### [Information supplied]
..............................
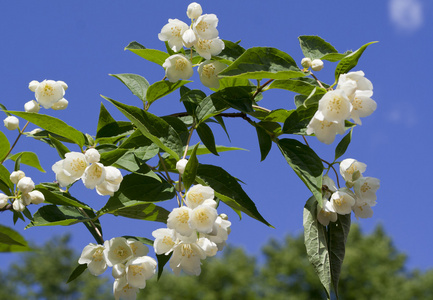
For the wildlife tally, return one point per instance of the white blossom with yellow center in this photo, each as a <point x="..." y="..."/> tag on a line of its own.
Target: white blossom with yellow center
<point x="177" y="67"/>
<point x="172" y="33"/>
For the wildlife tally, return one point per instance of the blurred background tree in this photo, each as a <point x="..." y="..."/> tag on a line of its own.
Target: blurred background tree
<point x="377" y="271"/>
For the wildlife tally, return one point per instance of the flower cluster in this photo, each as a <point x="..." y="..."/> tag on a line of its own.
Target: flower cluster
<point x="350" y="100"/>
<point x="127" y="257"/>
<point x="25" y="193"/>
<point x="343" y="201"/>
<point x="87" y="167"/>
<point x="195" y="231"/>
<point x="49" y="94"/>
<point x="202" y="35"/>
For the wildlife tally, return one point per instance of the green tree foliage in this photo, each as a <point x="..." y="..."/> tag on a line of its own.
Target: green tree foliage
<point x="42" y="274"/>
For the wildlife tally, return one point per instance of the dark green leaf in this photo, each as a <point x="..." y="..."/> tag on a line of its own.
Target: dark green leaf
<point x="207" y="137"/>
<point x="137" y="84"/>
<point x="306" y="164"/>
<point x="316" y="244"/>
<point x="350" y="61"/>
<point x="342" y="145"/>
<point x="338" y="232"/>
<point x="228" y="190"/>
<point x="152" y="127"/>
<point x="162" y="88"/>
<point x="152" y="55"/>
<point x="315" y="47"/>
<point x="53" y="125"/>
<point x="263" y="62"/>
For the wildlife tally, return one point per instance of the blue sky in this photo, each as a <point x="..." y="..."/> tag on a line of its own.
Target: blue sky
<point x="81" y="42"/>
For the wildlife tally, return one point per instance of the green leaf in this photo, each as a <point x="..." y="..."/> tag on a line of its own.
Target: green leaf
<point x="77" y="272"/>
<point x="342" y="145"/>
<point x="152" y="55"/>
<point x="190" y="173"/>
<point x="350" y="61"/>
<point x="53" y="195"/>
<point x="316" y="245"/>
<point x="338" y="232"/>
<point x="28" y="158"/>
<point x="4" y="146"/>
<point x="53" y="125"/>
<point x="162" y="88"/>
<point x="315" y="47"/>
<point x="137" y="84"/>
<point x="12" y="241"/>
<point x="207" y="137"/>
<point x="51" y="215"/>
<point x="265" y="142"/>
<point x="306" y="164"/>
<point x="263" y="62"/>
<point x="138" y="189"/>
<point x="152" y="127"/>
<point x="228" y="189"/>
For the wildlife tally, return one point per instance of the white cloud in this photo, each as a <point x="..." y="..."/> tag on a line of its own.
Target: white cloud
<point x="406" y="15"/>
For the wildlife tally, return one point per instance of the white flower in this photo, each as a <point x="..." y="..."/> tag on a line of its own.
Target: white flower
<point x="365" y="189"/>
<point x="210" y="47"/>
<point x="117" y="251"/>
<point x="306" y="62"/>
<point x="60" y="105"/>
<point x="205" y="27"/>
<point x="11" y="122"/>
<point x="198" y="194"/>
<point x="202" y="218"/>
<point x="49" y="92"/>
<point x="138" y="248"/>
<point x="93" y="256"/>
<point x="335" y="106"/>
<point x="164" y="240"/>
<point x="16" y="176"/>
<point x="26" y="185"/>
<point x="3" y="200"/>
<point x="208" y="72"/>
<point x="122" y="290"/>
<point x="177" y="67"/>
<point x="326" y="214"/>
<point x="140" y="269"/>
<point x="362" y="105"/>
<point x="33" y="85"/>
<point x="317" y="65"/>
<point x="19" y="205"/>
<point x="111" y="183"/>
<point x="324" y="130"/>
<point x="172" y="33"/>
<point x="93" y="175"/>
<point x="194" y="10"/>
<point x="178" y="220"/>
<point x="181" y="165"/>
<point x="70" y="169"/>
<point x="349" y="167"/>
<point x="342" y="202"/>
<point x="189" y="38"/>
<point x="32" y="106"/>
<point x="186" y="257"/>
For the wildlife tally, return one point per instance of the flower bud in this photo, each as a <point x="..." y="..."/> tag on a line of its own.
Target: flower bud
<point x="33" y="85"/>
<point x="11" y="122"/>
<point x="26" y="185"/>
<point x="306" y="62"/>
<point x="60" y="105"/>
<point x="32" y="106"/>
<point x="181" y="165"/>
<point x="317" y="65"/>
<point x="17" y="176"/>
<point x="194" y="10"/>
..............................
### [Short exercise]
Render every line of the records above as a numbered list, skipping any blank lines and leaving out the pictures.

### [Full response]
1. For the wildlife tally, return one point per instance of the white blossom with yellow center in this photo, each as a <point x="..." y="..."/> tag on a line of its own.
2. Target: white blossom with yellow center
3. <point x="177" y="67"/>
4. <point x="172" y="33"/>
5. For the wildlife tally, return one point per instance of the blurred background tree in this photo, each as a <point x="..." y="..."/> tag on a line of its own.
6. Target: blurred background tree
7. <point x="377" y="271"/>
8. For the wildlife tally, return one point per instance of the flower cluster in this photo, each as a <point x="..." y="..."/> tag on a line of its own.
9. Target: flower cluster
10. <point x="350" y="100"/>
11. <point x="127" y="257"/>
12. <point x="25" y="193"/>
13. <point x="343" y="201"/>
14. <point x="87" y="167"/>
15. <point x="195" y="231"/>
16. <point x="49" y="94"/>
17. <point x="202" y="35"/>
18. For the wildlife tally, return one point per instance of the green tree foliage in this photo, each as a <point x="..." y="..."/> tag on a line of its own.
19. Target: green tree foliage
20. <point x="42" y="274"/>
21. For the wildlife tally, return one point per instance of the dark green leaf in this photo, each as a <point x="..." y="..."/> tag on a line of its own.
22. Target: dark green leaf
23. <point x="207" y="137"/>
24. <point x="137" y="84"/>
25. <point x="306" y="164"/>
26. <point x="316" y="244"/>
27. <point x="350" y="61"/>
28. <point x="342" y="145"/>
29. <point x="338" y="232"/>
30. <point x="228" y="190"/>
31. <point x="152" y="127"/>
32. <point x="162" y="88"/>
33. <point x="152" y="55"/>
34. <point x="315" y="47"/>
35. <point x="53" y="125"/>
36. <point x="263" y="62"/>
37. For the wildlife tally, return one point per instance of the blue sky in this photo, each as a <point x="..." y="..."/> tag on a line of its own.
38. Target: blue sky
39. <point x="81" y="42"/>
40. For the wildlife tally, return one point per instance of the green leaf in this photo, each as a <point x="..." y="..."/> tag on a line of its own.
41. Target: green leaf
42. <point x="77" y="272"/>
43. <point x="342" y="145"/>
44. <point x="152" y="55"/>
45. <point x="190" y="173"/>
46. <point x="350" y="61"/>
47. <point x="53" y="195"/>
48. <point x="316" y="245"/>
49. <point x="338" y="232"/>
50. <point x="28" y="158"/>
51. <point x="4" y="146"/>
52. <point x="53" y="125"/>
53. <point x="162" y="88"/>
54. <point x="315" y="47"/>
55. <point x="137" y="84"/>
56. <point x="12" y="241"/>
57. <point x="207" y="137"/>
58. <point x="51" y="215"/>
59. <point x="265" y="142"/>
60. <point x="306" y="164"/>
61. <point x="263" y="62"/>
62. <point x="138" y="189"/>
63. <point x="152" y="127"/>
64. <point x="228" y="189"/>
65. For the wildlife tally, return one point per instance of the white cloud in this photo, each as a <point x="..." y="..."/> tag on a line of its own.
66. Target: white cloud
67. <point x="406" y="15"/>
68. For the wildlife tally, return one point per instance of the white flower in this photo, each as a <point x="..." y="..."/> tag on a line of its own.
69. Target: white flower
70. <point x="365" y="189"/>
71. <point x="210" y="47"/>
72. <point x="117" y="251"/>
73. <point x="306" y="62"/>
74. <point x="60" y="105"/>
75. <point x="205" y="27"/>
76. <point x="11" y="122"/>
77. <point x="198" y="194"/>
78. <point x="202" y="218"/>
79. <point x="49" y="92"/>
80. <point x="138" y="248"/>
81. <point x="93" y="256"/>
82. <point x="335" y="106"/>
83. <point x="164" y="240"/>
84. <point x="16" y="176"/>
85. <point x="26" y="185"/>
86. <point x="3" y="200"/>
87. <point x="208" y="72"/>
88. <point x="122" y="290"/>
89. <point x="177" y="67"/>
90. <point x="326" y="214"/>
91. <point x="140" y="269"/>
92. <point x="362" y="105"/>
93. <point x="33" y="85"/>
94. <point x="317" y="65"/>
95. <point x="19" y="205"/>
96. <point x="111" y="183"/>
97. <point x="324" y="130"/>
98. <point x="172" y="33"/>
99. <point x="93" y="175"/>
100. <point x="194" y="10"/>
101. <point x="178" y="220"/>
102. <point x="181" y="165"/>
103. <point x="70" y="169"/>
104. <point x="349" y="167"/>
105. <point x="342" y="202"/>
106. <point x="189" y="38"/>
107. <point x="32" y="106"/>
108. <point x="186" y="257"/>
109. For the wildlife tally, return one point per instance of the flower bud in this photo, each as a <point x="..." y="..."/> tag on a line of its own.
110. Target: flower bud
111. <point x="33" y="85"/>
112. <point x="11" y="122"/>
113. <point x="26" y="185"/>
114. <point x="306" y="62"/>
115. <point x="60" y="105"/>
116. <point x="32" y="106"/>
117. <point x="181" y="165"/>
118. <point x="317" y="65"/>
119. <point x="17" y="176"/>
120. <point x="194" y="10"/>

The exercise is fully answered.